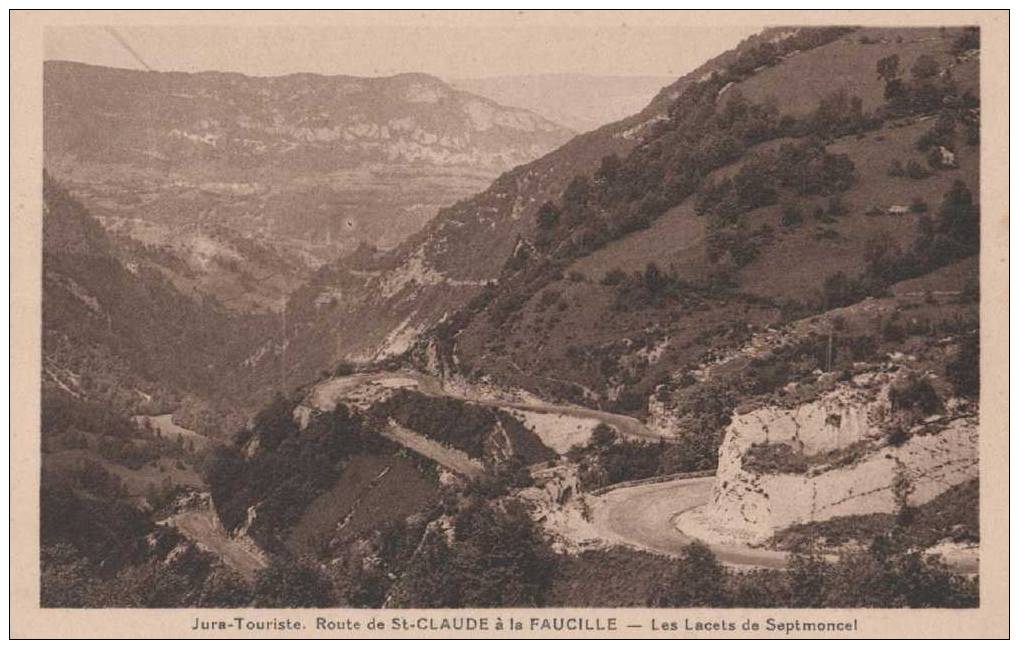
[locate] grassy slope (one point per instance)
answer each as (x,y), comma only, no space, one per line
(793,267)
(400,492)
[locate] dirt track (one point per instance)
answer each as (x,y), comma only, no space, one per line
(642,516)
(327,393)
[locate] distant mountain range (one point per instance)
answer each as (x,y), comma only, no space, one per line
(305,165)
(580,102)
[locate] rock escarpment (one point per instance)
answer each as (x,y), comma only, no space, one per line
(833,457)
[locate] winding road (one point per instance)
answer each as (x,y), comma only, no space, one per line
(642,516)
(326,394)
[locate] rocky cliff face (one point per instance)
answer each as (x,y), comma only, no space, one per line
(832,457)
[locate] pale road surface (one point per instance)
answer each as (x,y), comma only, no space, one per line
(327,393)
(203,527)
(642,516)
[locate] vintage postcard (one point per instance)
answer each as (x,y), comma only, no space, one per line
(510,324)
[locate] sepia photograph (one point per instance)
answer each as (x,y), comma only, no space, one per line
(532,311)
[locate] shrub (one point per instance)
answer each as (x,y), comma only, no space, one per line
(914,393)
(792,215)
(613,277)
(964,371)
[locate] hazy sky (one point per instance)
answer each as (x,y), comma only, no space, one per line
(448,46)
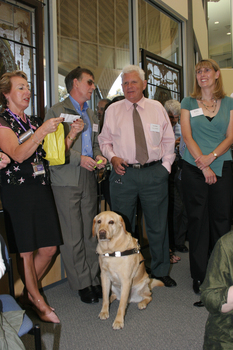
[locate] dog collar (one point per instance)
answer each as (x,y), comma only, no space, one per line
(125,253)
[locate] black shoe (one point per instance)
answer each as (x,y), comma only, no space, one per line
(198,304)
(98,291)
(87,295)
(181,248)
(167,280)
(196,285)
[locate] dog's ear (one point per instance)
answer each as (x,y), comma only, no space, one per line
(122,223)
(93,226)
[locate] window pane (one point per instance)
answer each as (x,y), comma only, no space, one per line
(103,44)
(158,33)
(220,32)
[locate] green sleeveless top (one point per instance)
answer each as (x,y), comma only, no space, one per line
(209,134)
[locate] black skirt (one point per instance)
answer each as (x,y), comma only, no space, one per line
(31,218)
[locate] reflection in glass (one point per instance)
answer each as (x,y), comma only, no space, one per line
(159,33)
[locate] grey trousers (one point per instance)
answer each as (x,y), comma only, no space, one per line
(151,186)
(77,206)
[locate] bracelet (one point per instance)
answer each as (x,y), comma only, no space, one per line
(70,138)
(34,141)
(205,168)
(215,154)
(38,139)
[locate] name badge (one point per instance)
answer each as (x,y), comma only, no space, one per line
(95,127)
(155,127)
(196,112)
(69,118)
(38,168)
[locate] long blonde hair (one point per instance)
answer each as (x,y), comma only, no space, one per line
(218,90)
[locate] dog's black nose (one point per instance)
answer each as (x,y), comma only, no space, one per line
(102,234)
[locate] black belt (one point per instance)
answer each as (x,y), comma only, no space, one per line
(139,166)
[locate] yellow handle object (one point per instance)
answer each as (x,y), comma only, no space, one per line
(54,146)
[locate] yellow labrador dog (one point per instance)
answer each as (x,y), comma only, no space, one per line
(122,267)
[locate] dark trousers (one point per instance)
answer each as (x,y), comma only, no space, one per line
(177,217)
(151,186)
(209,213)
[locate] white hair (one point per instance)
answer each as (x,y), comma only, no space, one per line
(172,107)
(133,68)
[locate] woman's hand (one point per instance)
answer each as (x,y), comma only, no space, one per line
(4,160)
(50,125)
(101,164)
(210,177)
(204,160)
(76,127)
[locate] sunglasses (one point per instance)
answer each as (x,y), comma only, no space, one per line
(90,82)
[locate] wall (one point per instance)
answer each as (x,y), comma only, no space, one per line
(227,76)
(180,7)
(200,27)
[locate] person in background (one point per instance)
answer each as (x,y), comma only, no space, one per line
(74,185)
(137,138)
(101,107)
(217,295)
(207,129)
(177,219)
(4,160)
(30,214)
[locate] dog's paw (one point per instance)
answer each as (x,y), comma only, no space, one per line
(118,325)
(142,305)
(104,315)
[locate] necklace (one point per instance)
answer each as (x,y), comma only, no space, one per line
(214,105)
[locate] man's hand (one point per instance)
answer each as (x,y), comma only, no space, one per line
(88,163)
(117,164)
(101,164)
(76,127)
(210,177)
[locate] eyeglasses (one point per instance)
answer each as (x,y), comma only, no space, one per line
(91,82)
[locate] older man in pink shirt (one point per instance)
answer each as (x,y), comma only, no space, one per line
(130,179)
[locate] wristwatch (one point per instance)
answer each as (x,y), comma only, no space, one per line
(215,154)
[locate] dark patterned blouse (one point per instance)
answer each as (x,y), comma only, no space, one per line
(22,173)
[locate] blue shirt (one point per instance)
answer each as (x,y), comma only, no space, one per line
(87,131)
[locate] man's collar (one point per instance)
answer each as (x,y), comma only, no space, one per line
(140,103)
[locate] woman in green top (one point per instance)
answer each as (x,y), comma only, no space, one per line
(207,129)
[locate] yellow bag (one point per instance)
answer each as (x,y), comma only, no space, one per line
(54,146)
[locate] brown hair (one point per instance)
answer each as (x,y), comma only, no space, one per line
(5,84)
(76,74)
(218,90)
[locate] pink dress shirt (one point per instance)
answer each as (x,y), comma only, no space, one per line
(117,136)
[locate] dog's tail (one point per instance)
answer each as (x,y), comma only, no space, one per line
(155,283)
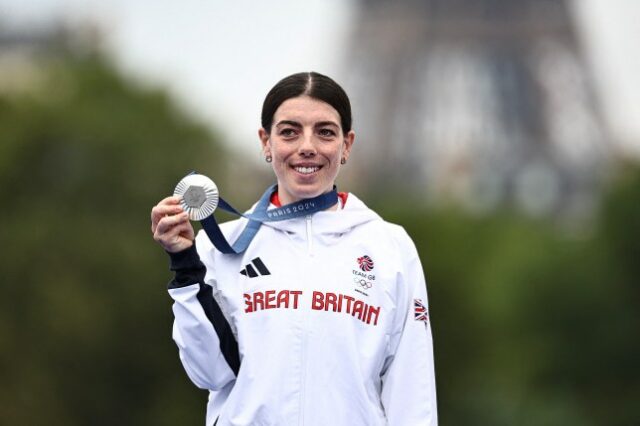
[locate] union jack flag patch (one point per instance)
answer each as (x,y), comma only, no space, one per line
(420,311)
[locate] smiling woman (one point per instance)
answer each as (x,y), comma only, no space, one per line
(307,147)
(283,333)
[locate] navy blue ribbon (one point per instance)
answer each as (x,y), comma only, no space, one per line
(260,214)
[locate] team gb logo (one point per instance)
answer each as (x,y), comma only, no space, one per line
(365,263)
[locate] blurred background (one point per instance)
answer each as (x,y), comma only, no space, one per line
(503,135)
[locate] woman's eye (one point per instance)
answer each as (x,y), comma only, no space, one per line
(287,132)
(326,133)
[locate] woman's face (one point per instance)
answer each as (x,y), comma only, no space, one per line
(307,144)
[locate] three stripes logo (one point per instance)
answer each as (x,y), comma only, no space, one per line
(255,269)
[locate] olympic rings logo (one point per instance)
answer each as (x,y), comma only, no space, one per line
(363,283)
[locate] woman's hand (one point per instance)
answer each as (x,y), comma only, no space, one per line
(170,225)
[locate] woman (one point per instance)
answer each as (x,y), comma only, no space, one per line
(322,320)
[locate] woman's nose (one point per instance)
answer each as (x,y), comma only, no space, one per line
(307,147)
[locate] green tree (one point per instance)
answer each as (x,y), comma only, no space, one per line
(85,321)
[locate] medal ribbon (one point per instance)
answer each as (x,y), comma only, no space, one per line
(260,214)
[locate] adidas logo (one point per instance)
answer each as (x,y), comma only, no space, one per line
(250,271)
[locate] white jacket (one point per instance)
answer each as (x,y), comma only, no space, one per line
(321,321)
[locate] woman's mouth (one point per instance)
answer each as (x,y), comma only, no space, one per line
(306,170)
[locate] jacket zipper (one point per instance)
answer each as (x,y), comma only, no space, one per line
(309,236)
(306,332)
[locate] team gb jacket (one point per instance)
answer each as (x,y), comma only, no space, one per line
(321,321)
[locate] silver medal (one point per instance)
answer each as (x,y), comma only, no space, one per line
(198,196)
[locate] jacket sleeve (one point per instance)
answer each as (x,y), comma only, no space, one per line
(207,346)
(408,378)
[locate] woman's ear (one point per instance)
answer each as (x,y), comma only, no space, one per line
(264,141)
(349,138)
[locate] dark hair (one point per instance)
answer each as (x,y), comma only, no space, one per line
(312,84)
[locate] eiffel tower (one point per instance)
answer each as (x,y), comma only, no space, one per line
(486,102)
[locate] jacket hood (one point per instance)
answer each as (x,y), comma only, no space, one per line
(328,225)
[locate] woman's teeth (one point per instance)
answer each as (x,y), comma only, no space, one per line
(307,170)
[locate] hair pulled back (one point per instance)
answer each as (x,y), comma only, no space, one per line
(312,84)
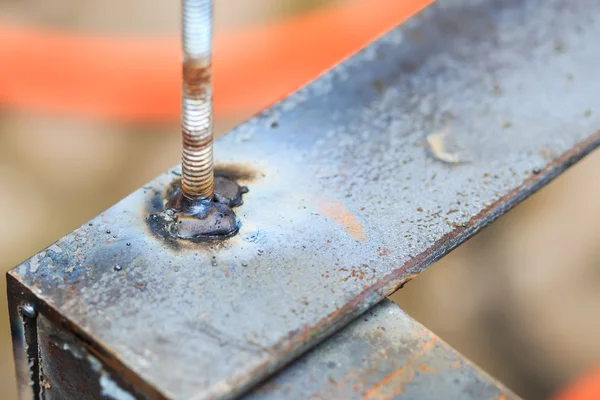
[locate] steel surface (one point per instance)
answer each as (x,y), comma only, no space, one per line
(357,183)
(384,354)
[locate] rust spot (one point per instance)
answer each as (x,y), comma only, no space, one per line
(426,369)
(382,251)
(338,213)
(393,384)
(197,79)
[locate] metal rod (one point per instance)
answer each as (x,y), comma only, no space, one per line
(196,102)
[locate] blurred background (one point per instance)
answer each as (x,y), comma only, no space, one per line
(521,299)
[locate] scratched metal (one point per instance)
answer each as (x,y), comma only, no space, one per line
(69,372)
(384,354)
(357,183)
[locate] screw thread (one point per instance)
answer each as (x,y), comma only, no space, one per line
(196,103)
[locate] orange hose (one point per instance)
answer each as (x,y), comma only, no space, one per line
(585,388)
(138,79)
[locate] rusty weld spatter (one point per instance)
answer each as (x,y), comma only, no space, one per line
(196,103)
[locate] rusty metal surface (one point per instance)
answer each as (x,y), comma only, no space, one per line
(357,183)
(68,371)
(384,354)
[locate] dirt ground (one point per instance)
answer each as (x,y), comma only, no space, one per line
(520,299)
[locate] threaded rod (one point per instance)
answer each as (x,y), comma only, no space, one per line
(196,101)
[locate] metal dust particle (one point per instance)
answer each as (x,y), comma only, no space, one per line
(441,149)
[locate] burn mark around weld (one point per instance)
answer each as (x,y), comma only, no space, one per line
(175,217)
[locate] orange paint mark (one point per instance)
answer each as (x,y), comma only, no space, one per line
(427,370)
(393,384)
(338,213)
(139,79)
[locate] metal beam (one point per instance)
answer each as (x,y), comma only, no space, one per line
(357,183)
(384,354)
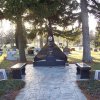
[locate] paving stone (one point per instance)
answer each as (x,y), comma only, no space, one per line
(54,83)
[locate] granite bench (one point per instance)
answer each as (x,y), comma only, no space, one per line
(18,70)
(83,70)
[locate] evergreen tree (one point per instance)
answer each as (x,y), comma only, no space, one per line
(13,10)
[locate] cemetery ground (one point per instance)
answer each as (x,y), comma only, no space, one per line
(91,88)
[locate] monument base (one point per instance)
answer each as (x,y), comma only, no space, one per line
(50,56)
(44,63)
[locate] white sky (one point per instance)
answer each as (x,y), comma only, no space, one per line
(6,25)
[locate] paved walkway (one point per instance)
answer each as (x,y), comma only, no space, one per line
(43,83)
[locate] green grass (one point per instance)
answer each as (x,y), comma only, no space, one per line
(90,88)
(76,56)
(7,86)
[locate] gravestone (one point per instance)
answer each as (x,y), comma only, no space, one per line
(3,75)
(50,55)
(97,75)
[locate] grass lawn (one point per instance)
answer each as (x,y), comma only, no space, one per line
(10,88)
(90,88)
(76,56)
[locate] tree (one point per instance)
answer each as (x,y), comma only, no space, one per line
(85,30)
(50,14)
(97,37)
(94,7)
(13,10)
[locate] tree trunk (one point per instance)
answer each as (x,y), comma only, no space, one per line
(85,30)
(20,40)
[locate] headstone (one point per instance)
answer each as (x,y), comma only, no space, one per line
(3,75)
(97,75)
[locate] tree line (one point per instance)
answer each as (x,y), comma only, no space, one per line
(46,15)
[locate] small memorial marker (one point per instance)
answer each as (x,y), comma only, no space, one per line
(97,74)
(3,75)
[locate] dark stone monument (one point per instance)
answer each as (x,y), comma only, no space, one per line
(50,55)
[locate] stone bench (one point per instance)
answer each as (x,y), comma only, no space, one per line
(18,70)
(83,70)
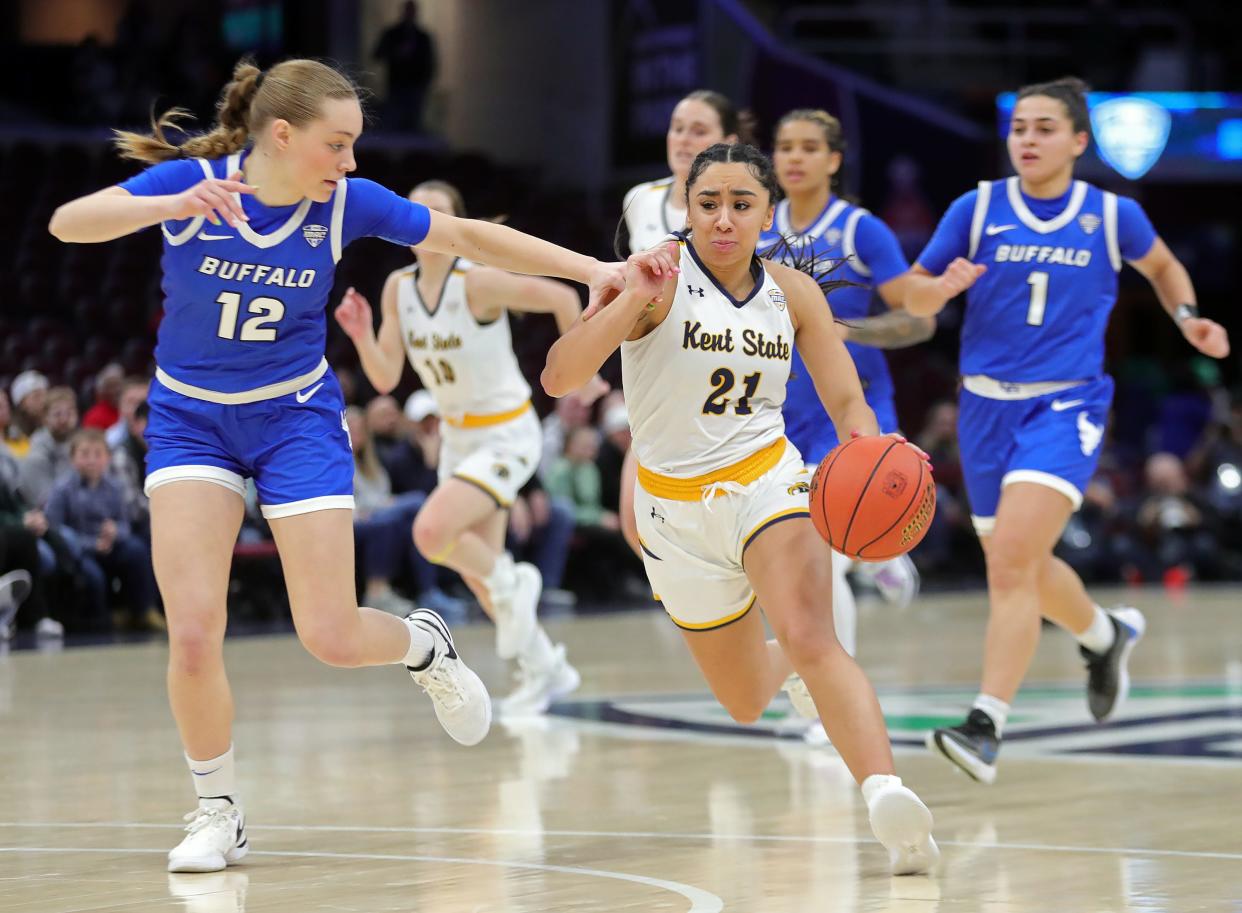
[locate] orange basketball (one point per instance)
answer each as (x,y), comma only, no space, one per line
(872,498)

● Exercise:
Show every line of the listing containing the string "dirt" by copying it.

● Response:
[locate] dirt track (one point per instance)
[locate] dirt ground (one point per instance)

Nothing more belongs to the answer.